• **WHAT IS NEEDED**
Format the lines from the start of the records through the line containing "[[1084, 693]]" as a JSON list of strings, one per line, with blank lines omitted.

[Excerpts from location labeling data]
------------------------------------------------------------

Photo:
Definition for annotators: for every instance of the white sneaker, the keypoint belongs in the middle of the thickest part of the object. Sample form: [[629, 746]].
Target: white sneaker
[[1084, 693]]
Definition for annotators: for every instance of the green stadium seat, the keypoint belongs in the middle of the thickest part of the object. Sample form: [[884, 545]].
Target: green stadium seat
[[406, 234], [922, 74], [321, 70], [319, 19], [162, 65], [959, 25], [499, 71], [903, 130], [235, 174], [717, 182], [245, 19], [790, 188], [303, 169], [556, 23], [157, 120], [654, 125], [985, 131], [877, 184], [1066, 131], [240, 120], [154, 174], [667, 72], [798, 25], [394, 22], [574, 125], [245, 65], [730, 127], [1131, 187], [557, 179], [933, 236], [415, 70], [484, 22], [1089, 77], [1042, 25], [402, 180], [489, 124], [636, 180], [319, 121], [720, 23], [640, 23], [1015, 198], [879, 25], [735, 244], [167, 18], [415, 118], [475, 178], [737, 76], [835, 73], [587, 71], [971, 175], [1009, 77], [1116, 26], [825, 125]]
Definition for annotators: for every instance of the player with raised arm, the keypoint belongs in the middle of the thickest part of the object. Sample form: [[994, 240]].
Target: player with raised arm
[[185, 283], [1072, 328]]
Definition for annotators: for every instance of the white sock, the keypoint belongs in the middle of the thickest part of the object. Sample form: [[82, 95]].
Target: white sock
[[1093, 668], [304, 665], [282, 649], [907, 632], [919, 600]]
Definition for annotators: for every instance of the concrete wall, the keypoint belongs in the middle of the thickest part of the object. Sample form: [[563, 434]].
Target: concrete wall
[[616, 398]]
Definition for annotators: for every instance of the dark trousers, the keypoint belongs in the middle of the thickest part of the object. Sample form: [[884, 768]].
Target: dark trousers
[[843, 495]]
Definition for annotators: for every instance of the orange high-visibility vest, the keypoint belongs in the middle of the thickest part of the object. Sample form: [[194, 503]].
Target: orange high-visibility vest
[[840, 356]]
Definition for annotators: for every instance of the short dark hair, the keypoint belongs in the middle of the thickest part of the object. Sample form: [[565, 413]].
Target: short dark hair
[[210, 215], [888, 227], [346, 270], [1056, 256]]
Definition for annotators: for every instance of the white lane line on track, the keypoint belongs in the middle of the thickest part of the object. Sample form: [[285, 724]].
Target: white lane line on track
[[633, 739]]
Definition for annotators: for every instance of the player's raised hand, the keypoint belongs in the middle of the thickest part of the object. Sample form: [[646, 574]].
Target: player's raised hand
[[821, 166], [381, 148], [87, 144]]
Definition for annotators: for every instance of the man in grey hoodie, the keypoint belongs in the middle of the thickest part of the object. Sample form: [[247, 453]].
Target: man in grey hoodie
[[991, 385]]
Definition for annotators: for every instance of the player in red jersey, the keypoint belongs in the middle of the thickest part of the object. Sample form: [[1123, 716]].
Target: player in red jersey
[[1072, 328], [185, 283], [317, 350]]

------------------------------------------------------------

• **RESULT OF THE EXERCISE**
[
  "Photo:",
  "Definition for annotators: for every instance of the white sneaker, the keypoint belongs in the middle of the thickest part of the object. Sample form: [[629, 746]].",
  "Target: white sneaker",
  "[[1084, 693]]"
]